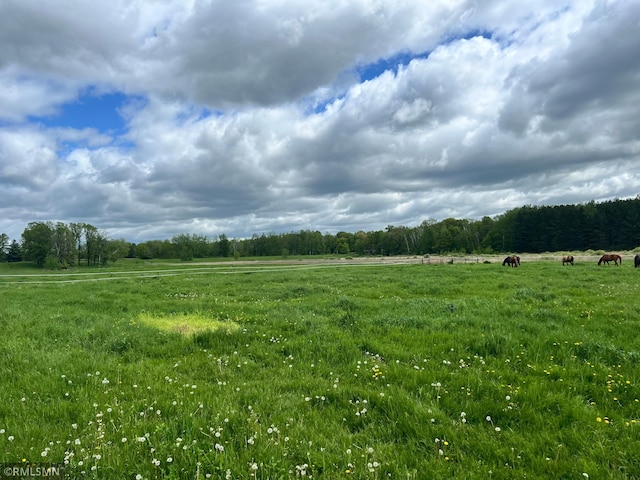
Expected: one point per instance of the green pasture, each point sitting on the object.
(342, 370)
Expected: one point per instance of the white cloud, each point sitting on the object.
(250, 116)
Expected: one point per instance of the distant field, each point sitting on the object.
(385, 368)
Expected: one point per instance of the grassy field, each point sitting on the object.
(194, 371)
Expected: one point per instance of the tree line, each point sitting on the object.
(611, 225)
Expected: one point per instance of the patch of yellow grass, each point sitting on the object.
(187, 323)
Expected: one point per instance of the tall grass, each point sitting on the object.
(268, 372)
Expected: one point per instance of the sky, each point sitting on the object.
(153, 119)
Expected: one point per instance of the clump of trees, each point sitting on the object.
(612, 225)
(58, 245)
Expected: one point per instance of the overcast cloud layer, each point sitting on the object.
(258, 116)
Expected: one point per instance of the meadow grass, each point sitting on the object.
(469, 371)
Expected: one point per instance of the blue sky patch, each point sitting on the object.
(90, 110)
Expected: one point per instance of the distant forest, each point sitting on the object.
(611, 225)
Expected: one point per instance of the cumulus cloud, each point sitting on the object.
(256, 116)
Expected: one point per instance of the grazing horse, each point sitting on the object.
(512, 261)
(610, 257)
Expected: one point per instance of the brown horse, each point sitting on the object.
(512, 261)
(610, 257)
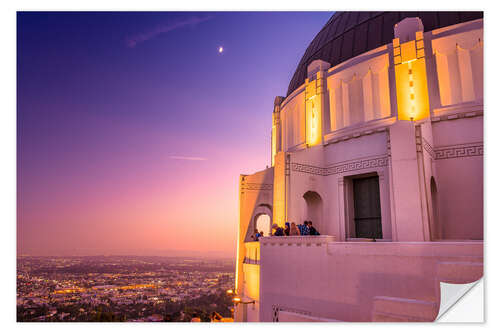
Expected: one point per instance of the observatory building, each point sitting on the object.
(378, 142)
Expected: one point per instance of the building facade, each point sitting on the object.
(379, 142)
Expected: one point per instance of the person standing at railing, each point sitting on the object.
(294, 231)
(312, 230)
(304, 231)
(278, 231)
(287, 228)
(256, 235)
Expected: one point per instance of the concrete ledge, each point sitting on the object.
(472, 251)
(413, 309)
(296, 240)
(459, 272)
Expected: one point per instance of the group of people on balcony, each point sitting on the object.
(291, 229)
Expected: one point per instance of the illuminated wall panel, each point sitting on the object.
(411, 79)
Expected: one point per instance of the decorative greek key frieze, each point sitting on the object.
(256, 186)
(308, 169)
(358, 165)
(340, 168)
(277, 308)
(428, 148)
(465, 150)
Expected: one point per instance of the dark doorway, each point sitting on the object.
(367, 217)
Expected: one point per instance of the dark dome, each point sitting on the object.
(348, 34)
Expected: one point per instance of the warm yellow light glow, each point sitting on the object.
(313, 121)
(273, 144)
(411, 80)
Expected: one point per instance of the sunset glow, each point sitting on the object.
(131, 137)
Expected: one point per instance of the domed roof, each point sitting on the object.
(348, 34)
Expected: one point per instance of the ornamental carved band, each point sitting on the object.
(277, 308)
(467, 150)
(257, 186)
(340, 168)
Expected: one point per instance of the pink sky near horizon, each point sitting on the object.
(138, 150)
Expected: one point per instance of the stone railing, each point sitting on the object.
(252, 253)
(296, 240)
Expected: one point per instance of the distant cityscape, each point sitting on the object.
(122, 288)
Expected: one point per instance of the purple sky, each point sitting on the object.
(132, 129)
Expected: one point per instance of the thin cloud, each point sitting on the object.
(164, 28)
(188, 158)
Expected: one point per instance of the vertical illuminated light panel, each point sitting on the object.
(273, 144)
(313, 115)
(411, 78)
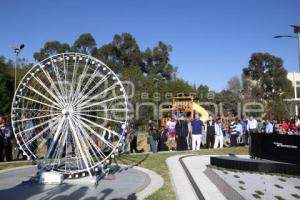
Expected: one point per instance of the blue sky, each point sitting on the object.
(212, 40)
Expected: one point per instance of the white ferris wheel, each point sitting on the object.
(71, 110)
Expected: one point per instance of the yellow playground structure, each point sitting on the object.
(187, 104)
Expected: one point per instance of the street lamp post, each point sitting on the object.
(297, 32)
(156, 85)
(17, 50)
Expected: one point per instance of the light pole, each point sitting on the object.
(156, 85)
(17, 50)
(297, 32)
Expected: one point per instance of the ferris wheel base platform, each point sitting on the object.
(51, 178)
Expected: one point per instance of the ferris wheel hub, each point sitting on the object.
(67, 110)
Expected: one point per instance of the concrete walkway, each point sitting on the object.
(128, 183)
(196, 166)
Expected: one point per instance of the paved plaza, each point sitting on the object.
(127, 183)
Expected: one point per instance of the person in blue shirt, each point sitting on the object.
(269, 127)
(197, 129)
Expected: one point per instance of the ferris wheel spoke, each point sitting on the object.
(40, 94)
(37, 126)
(55, 137)
(81, 78)
(58, 78)
(77, 141)
(102, 102)
(53, 126)
(84, 145)
(98, 135)
(102, 110)
(88, 83)
(97, 95)
(99, 126)
(91, 144)
(81, 98)
(36, 101)
(36, 110)
(38, 117)
(48, 90)
(81, 124)
(104, 118)
(75, 68)
(43, 131)
(65, 76)
(61, 144)
(52, 82)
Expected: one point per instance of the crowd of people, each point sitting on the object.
(181, 133)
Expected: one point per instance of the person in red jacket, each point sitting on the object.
(284, 127)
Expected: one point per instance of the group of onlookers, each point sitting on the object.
(182, 133)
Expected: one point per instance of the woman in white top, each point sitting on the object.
(218, 134)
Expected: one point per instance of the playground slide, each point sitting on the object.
(204, 114)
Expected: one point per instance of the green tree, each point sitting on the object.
(51, 48)
(202, 92)
(265, 80)
(85, 44)
(267, 73)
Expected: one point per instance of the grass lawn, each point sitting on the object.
(155, 162)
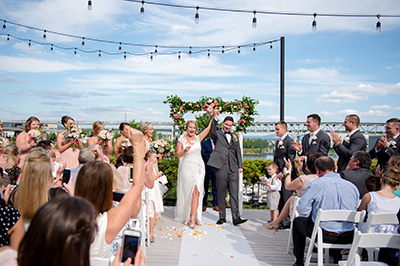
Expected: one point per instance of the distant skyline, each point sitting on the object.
(344, 67)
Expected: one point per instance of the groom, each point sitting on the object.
(227, 161)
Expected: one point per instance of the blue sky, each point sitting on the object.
(344, 67)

****************

EXERCISE DESCRIPTION
The answer should be an exact copy of the material, with its pictures removed.

THE COMPLETED TASK
Expected: one point per instance of the green pasture, each point sitting on the object.
(342, 370)
Expected: one point per instance of the white cloud, each point sitting on the object.
(250, 116)
Expected: one point per instance of the distant field, each point sitting on the object.
(385, 368)
Expected: one point per instance of the grassy field, each point sitting on the object.
(194, 371)
Expected: one point per instance of the tree line, each point sitting on the object.
(611, 225)
Expected: one point per instance of the patch of yellow grass, each point sitting on the object.
(187, 323)
Expected: one point per instance of the tall grass, each point sitting on the object.
(268, 372)
Expected: one point per instance of the sky, each point sitting on the object.
(153, 119)
Expected: one point per instance of the clump of trees, each point sitting on the object.
(612, 225)
(58, 245)
Expected: one point per instance of the overcast cloud layer, each point sitting on the object.
(258, 116)
Expected: one point per instance of the meadow grass, each point sitting on the object.
(469, 371)
Expected: one point per instance of the blue sky patch, each point sitting on the object.
(90, 110)
Expected: one point per instance of the distant forest, each point sitting on the object.
(611, 225)
Expected: one point per instance of the cumulus cloud, each point sitting on the object.
(256, 116)
Expected: one point per instance of the grazing horse, each point sitting on the object.
(512, 261)
(610, 257)
Expected: one point per instance of the brown horse, each point sitting on the object.
(512, 261)
(610, 257)
Expected: one point per instance of the observatory building, each point sitting on the object.
(378, 142)
Expected: one point per instance of the building facade, each point sitting on the object.
(379, 142)
Expected: one point per instance of the person standing at railing, each point sitting on the object.
(294, 231)
(312, 230)
(304, 231)
(278, 231)
(287, 228)
(256, 235)
Expected: one point per instance of the concrete ledge, each point sitting on the object.
(472, 251)
(413, 309)
(296, 240)
(459, 272)
Expected: one point per instance of the group of people on balcony, each point sitting on the object.
(291, 229)
Expected: one point per instance of the illuminated wall panel, each point sitting on the object.
(411, 79)
Expected: one point per instance of the decorative greek key frieze, each point sitting on the object.
(256, 186)
(308, 169)
(358, 165)
(340, 168)
(277, 308)
(428, 148)
(465, 150)
Expected: one point per instance of the dark doorway, each point sitting on the object.
(367, 217)
Expected: one point per instance of the dark dome, each point sitting on the object.
(348, 34)
Expected: one point per instance of the warm yellow light glow, each point sitting on the object.
(313, 121)
(273, 144)
(411, 80)
Expected: one point per instance of the sunset glow, each point sitting on the object.
(131, 137)
Expected: one point per instance of the domed roof, each point sitting on the object.
(348, 34)
Expected: one point per instance of the ornamental carved band, each point sitting on the object.
(277, 308)
(467, 150)
(257, 186)
(340, 168)
Expected: one point per instance of the pink sky near horizon, each point sitting on the object.
(138, 150)
Expected: one point per instance of the stone railing, each point sitting on the object.
(252, 253)
(296, 240)
Expected: one point per instance of the distant cityscape, each point sitting on the object.
(122, 288)
Expected: one point per instance of the purple sky, each point sitting on the object.
(132, 129)
Expected: one point per instance of the thin cloud, each point sitting on the object.
(164, 28)
(188, 158)
Expected: one point per instance of the vertical illuminated light panel, each point sitting on the object.
(273, 144)
(313, 115)
(411, 78)
Expected: one point per instance of the blue sky, each point sitting on the object.
(212, 40)
Expected: one point per instance of the white ferris wheel, each point sitting on the object.
(71, 110)
Expected: one point per instance of the yellow playground structure, each point sitting on the object.
(187, 104)
Expected: one point per instance of the street lamp post, each point sitting on the object.
(297, 32)
(156, 85)
(17, 50)
Expected: one point per instance of the light pole, each point sitting on the object.
(156, 85)
(17, 50)
(297, 32)
Expected: one point per instance of the ferris wheel base platform, each point sitting on the object.
(51, 178)
Expected: one point per instance of the ferris wheel hub, each point sitting on the object.
(67, 110)
Expected: one point per instance of the concrete walkway, each point sitting on the object.
(128, 183)
(196, 166)
Expected: one point per instance of the paved plaza, each point sitting on the object.
(127, 183)
Expected: one point per instance of the person in blue shirt, each point sitting on the object.
(269, 127)
(197, 129)
Expected: one point per instance of the ferris wheel spoke, each point sitting on the object.
(40, 94)
(37, 126)
(55, 137)
(81, 78)
(58, 78)
(77, 141)
(102, 102)
(53, 126)
(84, 145)
(98, 135)
(102, 110)
(88, 83)
(97, 95)
(99, 126)
(91, 144)
(81, 98)
(36, 101)
(36, 110)
(38, 117)
(48, 90)
(81, 124)
(104, 118)
(75, 68)
(43, 131)
(65, 76)
(61, 144)
(52, 82)
Expected: one point per instance of the crowd of people, each point sitting on the object.
(181, 133)
Expected: one point per instance of the person in red jacket, each point sitting on the object.
(284, 127)
Expected: one point per instance of the group of onlookers, each point sitting on the object.
(182, 133)
Expected: one point per instance of the woman in white top, each point sitting on the object.
(218, 134)
Expected: one point per instance of the playground slide, each point sitting on the object.
(204, 114)
Expected: one point per instance of the green tree, each point sitting on the object.
(51, 48)
(202, 92)
(265, 80)
(85, 44)
(267, 73)
Expected: one point per instance of the grass lawn, each point sitting on the object.
(155, 162)
Expected: one point per instance of the distant skyline, each point sitting on the object.
(344, 67)
Expected: one point per instance of the groom, each point sitting on the object.
(227, 161)
Expected: one point per instance of the blue sky, each point sitting on the object.
(344, 67)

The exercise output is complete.